• [Input data]
## START
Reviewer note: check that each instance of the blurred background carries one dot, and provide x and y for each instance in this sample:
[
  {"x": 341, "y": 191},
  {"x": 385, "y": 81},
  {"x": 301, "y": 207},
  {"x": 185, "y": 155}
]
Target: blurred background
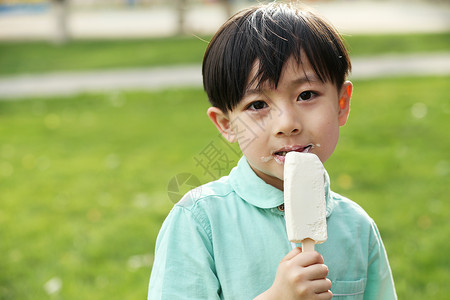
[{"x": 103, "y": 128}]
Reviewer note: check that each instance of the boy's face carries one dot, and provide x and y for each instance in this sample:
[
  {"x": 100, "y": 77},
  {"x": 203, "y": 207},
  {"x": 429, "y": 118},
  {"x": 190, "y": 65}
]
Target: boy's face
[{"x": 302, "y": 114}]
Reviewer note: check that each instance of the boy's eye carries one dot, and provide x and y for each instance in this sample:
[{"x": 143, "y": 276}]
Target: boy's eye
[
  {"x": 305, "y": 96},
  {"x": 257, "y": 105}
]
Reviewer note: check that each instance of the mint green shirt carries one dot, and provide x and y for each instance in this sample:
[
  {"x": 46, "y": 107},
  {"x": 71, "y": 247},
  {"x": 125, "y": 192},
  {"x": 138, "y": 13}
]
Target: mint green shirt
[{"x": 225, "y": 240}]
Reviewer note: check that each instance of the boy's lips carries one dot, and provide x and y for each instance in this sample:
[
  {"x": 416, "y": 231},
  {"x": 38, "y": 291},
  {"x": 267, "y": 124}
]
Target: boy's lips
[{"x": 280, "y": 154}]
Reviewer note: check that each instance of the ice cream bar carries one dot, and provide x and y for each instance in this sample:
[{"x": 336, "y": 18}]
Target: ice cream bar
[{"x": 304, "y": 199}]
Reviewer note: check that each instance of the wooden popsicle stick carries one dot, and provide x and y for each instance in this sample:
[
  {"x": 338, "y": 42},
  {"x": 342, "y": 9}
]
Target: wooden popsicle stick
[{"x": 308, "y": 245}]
## END
## START
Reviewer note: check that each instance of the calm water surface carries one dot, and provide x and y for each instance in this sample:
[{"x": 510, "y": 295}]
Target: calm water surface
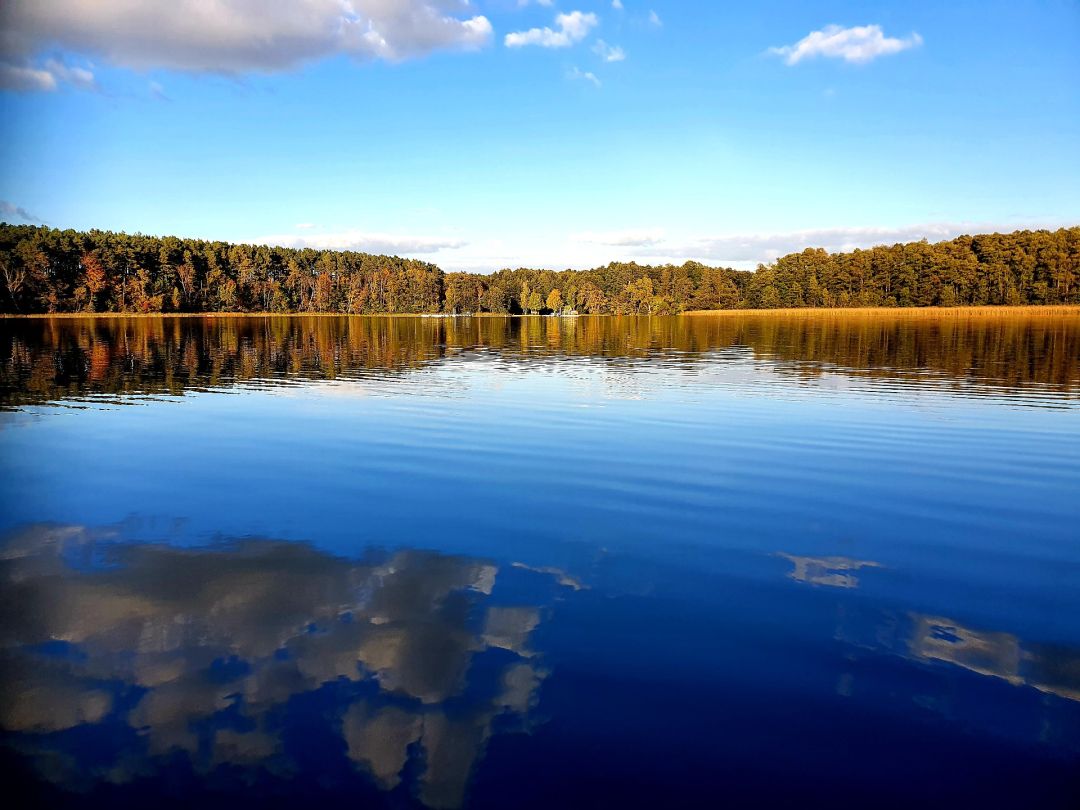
## END
• [What you have to do] Pull out every line of the items above that contains the word "popsicle", matching uppercase and lowercase exactly.

• [Exercise answer]
Reviewer note: check that each instance of the wooden popsicle stick carries one dot, and provide x and y for each instance in this sample:
Target: wooden popsicle stick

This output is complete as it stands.